## Saved data entries
------------------------------
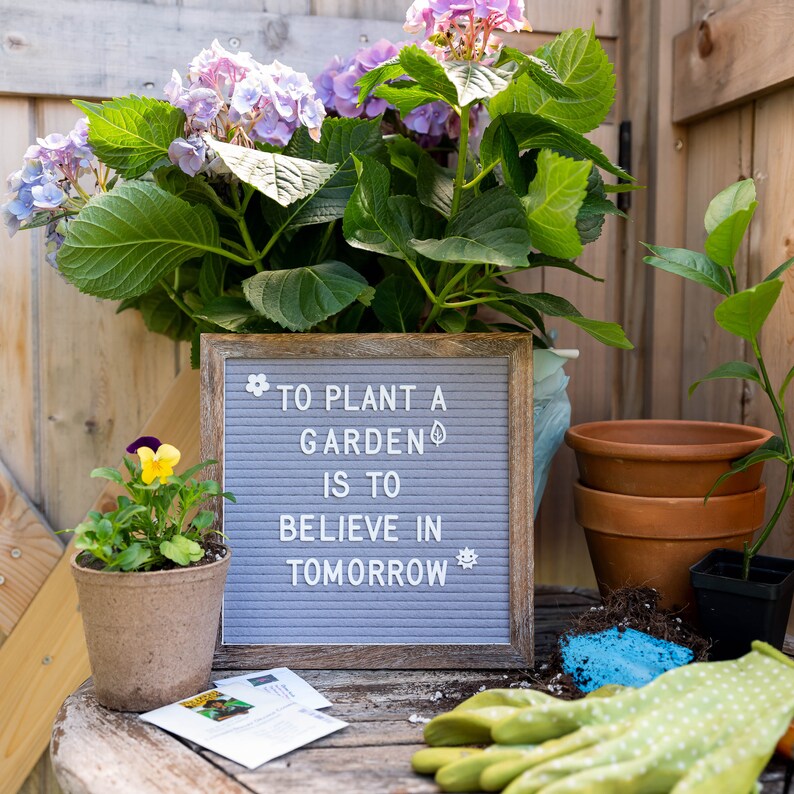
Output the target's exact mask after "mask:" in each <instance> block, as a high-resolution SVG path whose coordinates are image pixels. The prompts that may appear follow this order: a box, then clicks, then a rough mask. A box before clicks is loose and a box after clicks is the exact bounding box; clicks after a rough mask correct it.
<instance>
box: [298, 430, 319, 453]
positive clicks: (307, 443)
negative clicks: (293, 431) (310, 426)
mask: <svg viewBox="0 0 794 794" xmlns="http://www.w3.org/2000/svg"><path fill="white" fill-rule="evenodd" d="M315 438H317V431H316V430H312V429H311V428H310V427H307V428H306V429H305V430H304V431H303V432H302V433H301V452H302V453H303V454H304V455H314V453H315V452H316V451H317V443H316V442H315V440H314V439H315Z"/></svg>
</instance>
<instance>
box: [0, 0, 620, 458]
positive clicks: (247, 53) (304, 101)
mask: <svg viewBox="0 0 794 794" xmlns="http://www.w3.org/2000/svg"><path fill="white" fill-rule="evenodd" d="M526 28H528V22H527V20H526V19H525V18H524V5H523V2H521V0H469V1H468V2H467V1H466V0H456V1H455V2H450V1H449V0H417V2H415V3H413V5H411V7H410V9H409V10H408V14H407V21H406V30H407V31H408V32H414V33H419V34H420V36H421V39H420V41H419V44H418V45H416V44H396V45H392V44H390V43H389V42H386V41H380V42H376V43H375V44H374V45H371V46H370V47H367V48H363V49H361V50H359V52H357V53H356V54H354V55H353V56H350V57H349V58H346V59H343V58H337V59H334V61H333V62H332V63H330V64H329V65H328V67H327V68H326V69H325V70H324V71H323V73H322V74H320V75H318V77H317V78H316V80H315V82H314V84H312V82H311V81H309V79H308V78H307V76H306V75H305V74H302V73H299V72H295V71H294V70H293V69H291V68H289V67H288V66H285V65H283V64H280V63H279V62H278V61H274V62H273V63H272V64H268V65H265V64H261V63H259V62H258V61H256V60H255V59H254V58H253V56H252V55H250V54H249V53H245V52H239V53H231V52H228V51H227V50H225V49H224V48H223V47H221V46H220V45H219V44H218V42H217V41H216V42H214V43H213V44H212V46H211V47H210V48H208V49H206V50H203V51H202V52H201V53H199V54H198V55H197V56H196V57H195V58H194V59H193V60H192V61H191V62H190V64H189V65H188V68H187V71H186V73H179V72H177V71H175V72H174V73H173V75H172V78H171V80H170V82H169V83H168V84H167V85H166V86H165V89H164V94H165V98H164V99H162V100H156V99H150V98H143V97H137V96H127V97H122V98H117V99H113V100H110V101H106V102H101V103H94V102H85V101H75V104H76V105H78V106H79V107H80V108H81V109H82V110H83V111H84V112H85V114H86V118H85V120H83V121H81V122H79V123H78V126H77V127H76V128H75V130H73V131H72V132H71V133H69V134H68V135H65V136H58V135H55V136H48V137H47V138H44V139H41V140H39V141H38V145H37V146H34V147H31V149H30V150H28V152H27V153H26V156H25V161H24V165H23V167H22V168H21V169H20V170H19V171H17V172H15V173H14V174H12V176H11V178H10V180H9V190H10V194H11V195H10V196H9V199H8V201H7V202H6V203H5V204H4V205H3V207H2V211H3V214H4V216H5V219H6V224H7V226H8V228H9V231H10V232H11V233H14V232H15V231H17V229H20V228H34V227H36V226H46V227H47V230H48V235H49V236H48V240H49V243H48V249H49V259H50V261H51V262H52V263H53V264H55V265H56V266H57V268H58V269H59V271H60V272H61V274H62V275H63V277H64V278H66V280H67V281H69V282H71V283H72V284H74V285H75V286H76V287H77V288H78V289H80V290H81V291H83V292H86V293H89V294H91V295H95V296H97V297H100V298H107V299H111V300H118V301H121V305H120V309H127V308H135V309H138V310H139V311H140V312H141V313H142V315H143V317H144V320H145V322H146V324H147V326H148V327H149V328H150V329H152V330H154V331H157V332H160V333H164V334H167V335H169V336H170V337H172V338H174V339H193V341H194V343H196V342H197V339H198V335H199V334H200V333H201V332H205V331H206V332H221V331H240V332H282V331H284V330H289V331H308V330H312V331H320V332H327V331H339V332H350V331H446V332H449V333H455V332H460V331H464V330H467V331H488V330H492V329H513V330H527V329H529V330H533V331H535V334H536V338H537V342H538V344H540V345H545V344H546V343H547V338H546V332H545V328H544V317H547V316H552V317H561V318H565V319H568V320H570V321H571V322H573V323H575V324H576V325H578V326H579V327H581V328H582V329H584V330H585V331H586V332H588V333H590V334H591V335H593V336H594V337H596V338H597V339H599V340H601V341H603V342H605V343H607V344H611V345H615V346H618V347H630V346H631V345H630V343H629V342H628V340H627V339H626V337H625V335H624V334H623V331H622V329H621V328H620V327H619V326H618V325H616V324H614V323H607V322H601V321H597V320H591V319H588V318H585V317H582V316H581V314H580V313H579V312H578V311H577V310H576V308H575V307H574V306H572V305H571V304H570V303H569V302H568V301H567V300H565V299H564V298H561V297H557V296H554V295H551V294H548V293H526V292H523V291H521V290H519V289H517V288H515V287H512V286H510V284H509V282H508V281H507V280H506V277H508V276H509V275H511V274H513V273H517V272H519V271H523V270H529V269H532V268H537V267H543V266H547V267H558V268H564V269H567V270H569V271H573V272H576V273H578V274H580V275H582V276H584V277H588V278H593V276H591V275H590V274H588V273H586V272H585V271H584V270H582V269H580V268H579V267H578V266H577V265H576V264H574V261H573V260H574V259H575V258H576V257H577V256H578V255H579V254H580V253H581V251H582V247H583V245H584V244H586V243H588V242H591V241H592V240H594V239H595V238H597V237H598V235H599V234H600V230H601V226H602V224H603V221H604V216H605V215H607V214H619V213H618V210H617V209H616V207H615V206H614V204H612V202H610V201H609V200H608V193H609V192H610V191H612V190H615V189H626V186H625V185H623V186H622V187H617V186H610V185H606V184H605V183H604V180H603V179H602V176H601V172H606V173H607V174H611V175H613V176H615V177H619V178H621V179H623V180H624V181H625V180H628V179H630V178H629V177H628V175H627V174H625V173H624V172H623V171H622V170H621V169H620V168H618V167H617V166H615V165H613V164H612V163H611V162H610V161H609V160H608V158H607V157H606V156H605V155H604V153H603V152H602V151H601V150H600V149H599V148H598V147H597V146H595V145H594V144H593V143H591V142H590V141H588V140H587V139H586V138H585V137H584V133H586V132H588V131H590V130H592V129H594V128H595V127H596V126H598V124H600V123H601V121H603V119H604V118H605V117H606V114H607V113H608V111H609V109H610V107H611V105H612V102H613V99H614V75H613V72H612V67H611V65H610V64H609V62H608V60H607V58H606V55H605V54H604V51H603V50H602V48H601V46H600V45H599V43H598V41H597V40H596V38H595V35H594V33H593V31H592V30H591V31H584V30H572V31H567V32H566V33H563V34H562V35H561V36H559V37H557V38H556V39H555V40H554V41H552V42H551V43H550V44H548V45H545V46H544V47H542V48H541V49H540V50H538V51H537V52H536V53H535V54H534V55H527V54H524V53H522V52H519V51H518V50H515V49H511V48H509V47H504V46H502V44H501V42H500V41H499V40H498V39H497V37H496V34H497V33H498V32H500V31H506V32H515V31H518V30H522V29H526ZM486 111H487V112H486ZM489 119H490V120H489ZM486 121H488V123H487V124H486ZM450 150H451V154H452V160H453V162H452V163H448V162H446V159H445V158H446V156H447V155H449V154H450ZM450 166H451V167H450ZM91 183H93V184H91ZM596 280H597V279H596ZM481 307H488V308H489V309H490V310H491V311H490V312H489V313H488V314H487V315H481V314H480V313H478V310H479V309H480V308H481ZM194 347H195V345H194ZM194 360H195V359H194ZM153 452H155V453H156V450H153Z"/></svg>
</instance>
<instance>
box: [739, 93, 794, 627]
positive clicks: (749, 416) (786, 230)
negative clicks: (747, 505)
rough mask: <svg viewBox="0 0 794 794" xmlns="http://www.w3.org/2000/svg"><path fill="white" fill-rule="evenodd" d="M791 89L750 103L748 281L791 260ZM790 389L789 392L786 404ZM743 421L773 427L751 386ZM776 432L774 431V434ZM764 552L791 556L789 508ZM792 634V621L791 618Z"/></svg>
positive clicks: (772, 509)
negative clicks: (754, 213)
mask: <svg viewBox="0 0 794 794" xmlns="http://www.w3.org/2000/svg"><path fill="white" fill-rule="evenodd" d="M792 129H794V88H788V89H785V90H784V91H780V92H778V93H776V94H775V95H774V96H769V97H764V98H763V99H760V100H758V101H757V102H756V112H755V134H754V138H753V173H754V176H755V181H756V187H757V190H758V200H759V207H758V210H757V213H756V216H755V218H754V219H753V225H752V228H751V231H750V267H751V281H752V282H753V283H757V282H758V281H760V280H761V279H762V278H763V277H764V276H766V275H767V274H768V273H769V272H770V271H771V270H772V269H774V268H775V267H776V266H777V265H778V264H779V263H781V262H783V261H785V260H786V259H788V258H789V257H791V256H794V196H792V195H791V184H792V181H794V140H793V139H792V136H791V130H792ZM784 284H785V286H784V287H783V292H782V293H781V295H780V297H779V298H778V302H777V305H776V306H775V309H774V311H773V312H772V314H771V315H770V317H769V319H768V320H767V322H766V325H765V328H764V331H763V333H762V338H761V344H762V351H763V353H764V358H765V360H766V363H767V368H768V370H769V376H770V378H771V379H772V384H773V385H774V387H775V389H776V390H777V389H778V388H779V387H780V384H781V383H782V382H783V378H784V377H785V376H786V374H787V373H788V371H789V369H790V368H791V366H792V365H793V364H794V273H792V271H789V272H788V273H786V275H785V276H784ZM792 394H794V387H789V391H788V403H789V404H791V402H792V399H794V398H792ZM745 395H746V399H745V412H746V413H745V421H747V422H748V423H750V424H757V425H760V426H761V427H768V428H769V429H770V430H776V431H777V428H778V424H777V419H776V417H775V415H774V412H773V411H772V408H771V406H770V405H769V401H768V400H767V399H766V396H765V395H764V394H763V393H761V392H760V391H759V390H758V389H757V387H755V386H754V384H748V385H747V387H746V391H745ZM787 414H788V417H787V418H788V429H789V433H792V432H794V415H792V412H791V410H789V411H788V412H787ZM778 432H779V431H778ZM764 480H765V482H766V484H767V488H768V495H767V517H769V516H770V515H771V513H772V511H773V510H774V507H775V505H776V504H777V501H778V498H779V495H780V493H781V491H782V488H783V482H784V467H783V466H782V465H780V464H778V463H777V462H775V461H773V462H770V463H767V464H766V467H765V469H764ZM764 553H766V554H775V555H780V556H783V557H792V556H794V503H792V502H789V505H788V507H787V508H786V511H785V513H784V515H783V516H782V517H781V519H780V521H779V522H778V525H777V527H776V529H775V531H774V533H773V535H772V537H771V538H770V541H769V543H768V544H767V545H766V546H765V547H764ZM791 625H792V629H794V619H792V623H791Z"/></svg>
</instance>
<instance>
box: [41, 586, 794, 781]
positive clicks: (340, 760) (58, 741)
mask: <svg viewBox="0 0 794 794" xmlns="http://www.w3.org/2000/svg"><path fill="white" fill-rule="evenodd" d="M596 603H598V599H597V595H596V594H595V593H594V592H593V591H588V590H581V589H577V588H572V587H567V588H565V587H545V588H543V587H540V588H537V589H536V604H535V607H536V614H535V619H536V621H535V627H536V657H537V658H538V659H542V658H543V657H544V656H545V655H547V654H548V652H549V650H551V647H552V646H553V643H554V641H555V638H556V636H557V635H558V634H559V633H560V632H561V631H563V630H564V629H565V627H566V624H567V623H568V621H569V620H570V616H571V614H572V613H578V612H582V611H584V610H587V609H589V608H590V607H591V606H593V605H594V604H596ZM266 666H267V665H266V664H264V665H263V667H266ZM240 672H241V671H229V670H216V671H214V672H213V675H214V677H215V678H223V677H226V676H228V675H235V674H239V673H240ZM298 672H299V674H300V675H301V676H302V677H303V678H305V679H306V680H307V681H308V682H309V683H310V684H312V686H314V687H316V688H317V689H318V690H319V691H320V692H322V693H323V694H324V695H325V696H326V697H327V698H328V699H329V700H330V701H331V702H332V703H333V704H334V705H333V706H332V707H331V708H330V709H327V710H326V711H327V713H328V714H331V715H332V716H334V717H338V718H339V719H342V720H344V721H345V722H348V723H350V725H349V726H348V727H347V728H344V729H343V730H341V731H339V732H337V733H334V734H331V735H330V736H327V737H325V738H323V739H319V740H318V741H316V742H313V743H312V744H311V745H309V746H307V747H304V748H301V749H299V750H295V751H293V752H292V753H289V754H288V755H285V756H282V757H281V758H277V759H275V760H273V761H270V762H268V763H266V764H264V765H263V766H261V767H259V768H258V769H255V770H248V769H246V768H245V767H242V766H239V765H238V764H235V763H234V762H232V761H228V760H227V759H225V758H222V757H221V756H219V755H216V754H215V753H212V752H210V751H208V750H205V749H203V748H200V747H198V746H197V745H193V744H192V743H189V742H186V741H184V740H182V739H178V738H176V737H175V736H172V735H171V734H168V733H166V732H165V731H163V730H160V729H159V728H157V727H155V726H153V725H150V724H148V723H145V722H143V721H142V720H140V719H139V718H138V716H137V715H136V714H128V713H124V712H114V711H109V710H108V709H105V708H103V707H102V706H100V705H99V704H98V703H97V701H96V698H95V696H94V689H93V685H92V683H91V681H90V679H89V681H87V682H86V683H84V684H83V685H82V686H81V687H80V688H79V689H78V690H77V691H76V692H75V693H74V694H72V695H71V696H70V697H69V698H68V699H67V700H66V701H65V702H64V704H63V706H62V707H61V710H60V711H59V713H58V716H57V717H56V720H55V725H54V728H53V734H52V741H51V745H50V751H51V756H52V761H53V765H54V768H55V773H56V776H57V778H58V782H59V783H60V785H61V786H62V788H63V789H64V791H65V792H67V794H114V792H120V793H122V792H123V794H130V792H134V794H163V793H165V794H193V793H194V792H195V793H196V794H203V792H207V794H226V792H230V793H232V794H235V793H237V792H240V793H243V792H245V793H247V794H250V793H251V792H255V793H256V794H259V793H260V792H261V794H289V793H290V792H317V793H318V794H435V793H436V792H438V788H437V787H436V786H435V784H434V783H433V781H432V779H431V778H427V777H422V776H420V775H416V774H414V773H413V772H412V771H411V764H410V761H411V756H412V755H413V753H414V752H415V751H416V750H419V749H421V748H422V747H424V746H425V745H424V742H423V739H422V729H423V727H424V721H425V720H427V719H428V718H430V717H433V716H435V715H436V714H440V713H442V712H444V711H448V710H449V709H451V708H453V707H454V706H455V705H457V704H458V703H459V702H460V701H462V700H464V699H465V698H467V697H469V696H471V695H473V694H475V693H476V692H478V691H479V690H480V689H482V688H491V687H509V686H521V685H522V684H523V685H524V686H526V685H527V684H528V679H527V671H521V670H518V671H504V670H498V671H494V670H441V671H434V670H411V671H397V670H304V671H298ZM782 779H783V771H782V768H781V767H777V768H774V769H772V770H770V771H768V772H767V773H766V774H765V776H764V780H765V781H766V784H765V785H766V787H765V788H764V792H765V794H767V792H769V794H773V792H775V793H776V792H782V791H783V787H782Z"/></svg>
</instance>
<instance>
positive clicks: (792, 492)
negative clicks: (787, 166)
mask: <svg viewBox="0 0 794 794" xmlns="http://www.w3.org/2000/svg"><path fill="white" fill-rule="evenodd" d="M757 206H758V202H757V201H756V193H755V183H754V182H753V180H752V179H744V180H742V181H740V182H736V183H735V184H733V185H730V186H729V187H727V188H725V190H723V191H722V192H721V193H719V194H718V195H717V196H715V197H714V198H713V199H712V201H711V203H710V204H709V207H708V210H707V211H706V217H705V227H706V232H707V235H708V236H707V238H706V244H705V253H699V252H696V251H689V250H687V249H683V248H663V247H661V246H656V245H648V244H647V243H645V244H644V245H645V247H646V248H647V249H648V250H649V251H650V252H651V253H652V254H653V256H648V257H645V262H646V263H647V264H649V265H653V266H654V267H658V268H659V269H661V270H666V271H667V272H669V273H675V274H676V275H679V276H682V277H683V278H687V279H689V280H690V281H695V282H697V283H698V284H702V285H703V286H706V287H708V288H709V289H712V290H714V291H715V292H717V293H719V294H720V295H722V296H723V300H722V302H721V303H720V304H719V305H718V306H717V308H716V309H715V311H714V319H715V320H716V322H717V325H719V326H720V328H722V329H723V330H725V331H727V332H728V333H730V334H733V335H734V336H737V337H739V338H740V339H743V340H745V341H746V342H748V343H749V345H750V349H751V350H752V352H753V357H754V358H755V362H756V365H753V364H750V363H748V362H747V361H729V362H727V363H726V364H721V365H720V366H719V367H717V368H716V369H714V370H712V371H711V372H709V373H708V375H706V376H705V377H703V378H701V379H700V380H697V381H695V382H694V383H693V384H692V385H691V386H690V387H689V395H690V396H692V394H693V393H694V391H695V389H697V387H698V386H699V385H700V384H701V383H704V382H706V381H712V380H719V379H724V378H738V379H744V380H749V381H753V382H754V383H755V384H757V386H758V388H760V389H761V391H762V392H763V393H764V394H766V396H767V398H768V399H769V404H770V405H771V407H772V410H773V412H774V414H775V417H776V419H777V423H778V428H779V432H780V435H774V436H772V438H770V439H769V441H767V442H765V443H764V444H762V445H761V446H760V447H759V448H758V449H757V450H755V451H754V452H751V453H750V454H749V455H747V456H745V457H743V458H741V459H740V460H737V461H734V463H733V464H732V466H731V469H730V471H728V472H726V473H725V474H723V475H722V476H721V477H720V478H719V479H718V480H717V481H716V482H715V483H714V485H713V486H712V488H711V490H710V491H709V494H708V495H707V496H706V499H708V497H709V496H710V495H711V494H712V493H714V491H715V490H716V489H717V488H718V487H719V486H720V484H721V483H722V482H724V481H725V480H726V479H728V478H729V477H732V476H733V475H735V474H738V473H739V472H742V471H745V470H746V469H748V468H749V467H750V466H753V465H755V464H757V463H762V462H763V461H779V462H780V463H782V464H783V465H784V466H785V467H786V474H785V480H784V483H783V489H782V491H781V493H780V497H779V499H778V502H777V505H776V506H775V509H774V511H773V512H772V515H771V516H770V518H769V520H768V521H767V522H766V524H765V525H764V528H763V530H762V531H761V534H760V535H759V537H758V539H757V540H756V541H755V542H754V543H752V544H750V543H745V545H744V558H743V564H742V576H743V578H744V579H747V578H748V577H749V573H750V565H751V563H752V559H753V557H755V556H756V555H757V554H758V553H759V552H760V551H761V548H762V547H763V545H764V543H766V541H767V539H768V538H769V536H770V534H771V533H772V531H773V530H774V528H775V525H776V524H777V522H778V520H779V519H780V517H781V515H782V514H783V511H784V509H785V507H786V504H787V502H788V500H789V499H790V498H791V497H792V495H794V450H792V443H791V436H790V433H789V430H788V427H787V425H786V417H785V411H786V391H787V389H788V387H789V385H790V384H791V381H792V379H794V367H792V368H791V369H790V370H789V371H788V374H787V375H786V376H785V377H784V378H783V381H782V382H781V383H780V384H773V383H772V381H771V379H770V377H769V371H768V368H767V364H766V361H765V359H764V355H763V352H762V350H761V338H762V332H763V328H764V323H765V322H766V319H767V317H769V314H770V312H771V311H772V309H773V308H774V306H775V304H776V302H777V300H778V298H779V297H780V293H781V292H782V290H783V280H782V278H781V276H782V275H783V274H784V273H785V272H786V270H788V269H789V268H790V267H791V266H792V265H793V264H794V258H791V259H788V260H786V261H785V262H783V264H782V265H780V266H779V267H777V268H775V270H773V271H772V272H771V273H770V274H769V275H768V276H766V278H764V279H763V281H761V282H759V283H758V284H755V285H753V286H750V287H747V288H746V289H740V288H739V279H738V276H737V272H736V266H735V259H736V254H737V252H738V250H739V247H740V246H741V244H742V240H743V238H744V235H745V233H746V232H747V228H748V227H749V225H750V221H751V220H752V217H753V213H754V212H755V209H756V207H757Z"/></svg>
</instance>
------------------------------
## ASSIGNMENT
Reproduce the lines from the start of the saved data entries through the line containing "positive clicks: (247, 53) (304, 101)", including that line. Leave the pictures out of your answer.

## ANSWER FOR THIS EXERCISE
Output the target's exact mask after "mask:" in each <instance> block, as a high-resolution SVG path whose coordinates are image pixels. The prompts that may appear follow this order: a box, then clicks, then a rough mask. A box before clicks is loose and a box after clicks is the exact bounding box; clicks after a rough mask correct it.
<instance>
box: [298, 430, 319, 453]
positive clicks: (307, 443)
negative clicks: (293, 431) (310, 426)
mask: <svg viewBox="0 0 794 794" xmlns="http://www.w3.org/2000/svg"><path fill="white" fill-rule="evenodd" d="M315 438H317V431H316V430H312V429H311V428H310V427H307V428H306V429H305V430H304V431H303V432H302V433H301V452H302V453H303V454H304V455H314V453H315V452H316V451H317V443H316V442H315V440H314V439H315Z"/></svg>
</instance>
<instance>
box: [0, 0, 620, 458]
positive clicks: (247, 53) (304, 101)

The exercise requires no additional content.